= Work to be completed =
Please copy the last part of the entries exactly: the line that has "Where can the white" and every line up to and including the end, nothing more.

(Data records)

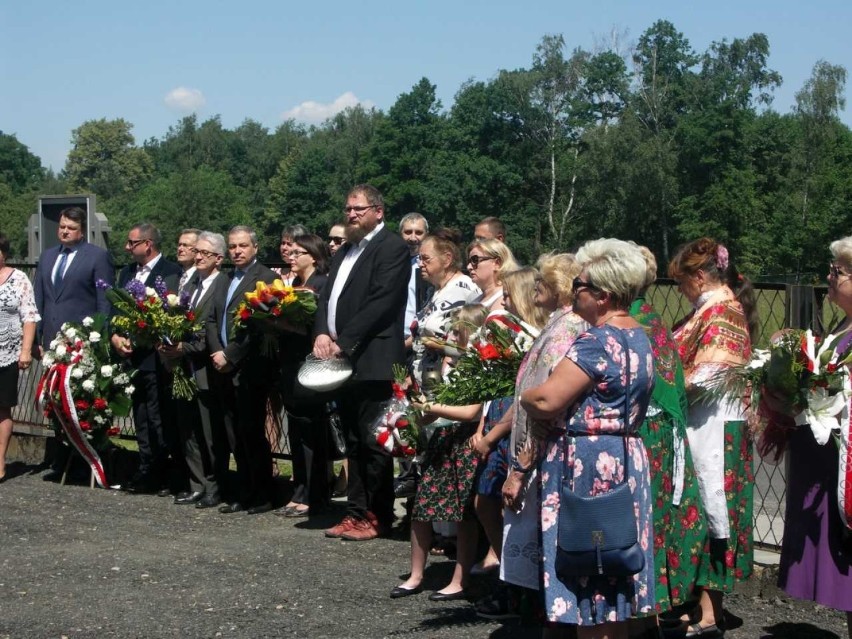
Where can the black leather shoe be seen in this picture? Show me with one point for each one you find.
(189, 498)
(208, 501)
(236, 507)
(454, 596)
(260, 508)
(399, 592)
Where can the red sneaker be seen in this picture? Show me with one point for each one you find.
(345, 525)
(362, 530)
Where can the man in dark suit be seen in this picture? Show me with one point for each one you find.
(65, 278)
(65, 289)
(360, 316)
(248, 375)
(200, 423)
(151, 398)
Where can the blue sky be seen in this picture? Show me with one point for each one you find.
(153, 62)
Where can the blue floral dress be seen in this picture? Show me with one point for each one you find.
(595, 460)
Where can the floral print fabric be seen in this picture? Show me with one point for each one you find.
(594, 461)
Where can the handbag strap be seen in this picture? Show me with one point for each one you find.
(571, 439)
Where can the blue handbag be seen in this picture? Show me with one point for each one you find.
(598, 535)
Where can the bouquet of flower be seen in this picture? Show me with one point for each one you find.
(488, 367)
(397, 429)
(152, 315)
(83, 388)
(276, 301)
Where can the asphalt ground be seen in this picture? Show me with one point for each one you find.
(78, 562)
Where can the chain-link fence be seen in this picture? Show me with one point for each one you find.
(779, 306)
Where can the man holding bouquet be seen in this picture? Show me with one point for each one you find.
(151, 399)
(360, 317)
(248, 374)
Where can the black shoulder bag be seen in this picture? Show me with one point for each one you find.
(598, 535)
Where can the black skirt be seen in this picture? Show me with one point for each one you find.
(9, 385)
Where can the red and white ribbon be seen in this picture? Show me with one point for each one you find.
(58, 379)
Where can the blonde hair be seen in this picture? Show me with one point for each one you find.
(499, 251)
(520, 284)
(466, 320)
(615, 267)
(841, 251)
(558, 271)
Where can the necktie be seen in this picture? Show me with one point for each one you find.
(235, 282)
(60, 270)
(197, 295)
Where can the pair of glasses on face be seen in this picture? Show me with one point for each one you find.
(577, 285)
(475, 260)
(358, 210)
(836, 271)
(206, 254)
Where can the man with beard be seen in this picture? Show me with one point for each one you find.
(360, 317)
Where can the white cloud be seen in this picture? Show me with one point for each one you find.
(316, 112)
(184, 99)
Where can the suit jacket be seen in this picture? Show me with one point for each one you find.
(76, 296)
(243, 352)
(196, 352)
(146, 358)
(371, 306)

= Solution to this exercise =
Where can the white cloud be seen in this picture? Show me with one point for each one you find.
(316, 112)
(184, 99)
Where can the suit jacket be seen in this picture? Show me with one point for each one you find.
(76, 296)
(243, 352)
(196, 352)
(146, 358)
(371, 306)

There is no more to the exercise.